The problem:
Up to and including the line containing "Spot the foliage", set down each line of the entries below exactly, starting from the first, and leave out the rest.

[Stored data entries]
◆ ◆ ◆ ◆ ◆ ◆ ◆

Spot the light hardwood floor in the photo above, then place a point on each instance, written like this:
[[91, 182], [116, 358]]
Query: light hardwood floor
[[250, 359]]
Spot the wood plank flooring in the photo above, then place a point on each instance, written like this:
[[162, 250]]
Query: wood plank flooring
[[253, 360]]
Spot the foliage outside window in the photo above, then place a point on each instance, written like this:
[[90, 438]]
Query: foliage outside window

◆ ◆ ◆ ◆ ◆ ◆ ◆

Worked solution:
Spot the light hardwood floor in the photo above, then place a point on each instance, written like this:
[[91, 182], [116, 358]]
Query: light hardwood floor
[[250, 359]]
Spot the wood plank flooring in the photo above, then place a point on each instance, written like this:
[[162, 250]]
Query: wood plank flooring
[[253, 360]]
Spot the foliage outside window in the photo above, then place a point on each instance, written like this:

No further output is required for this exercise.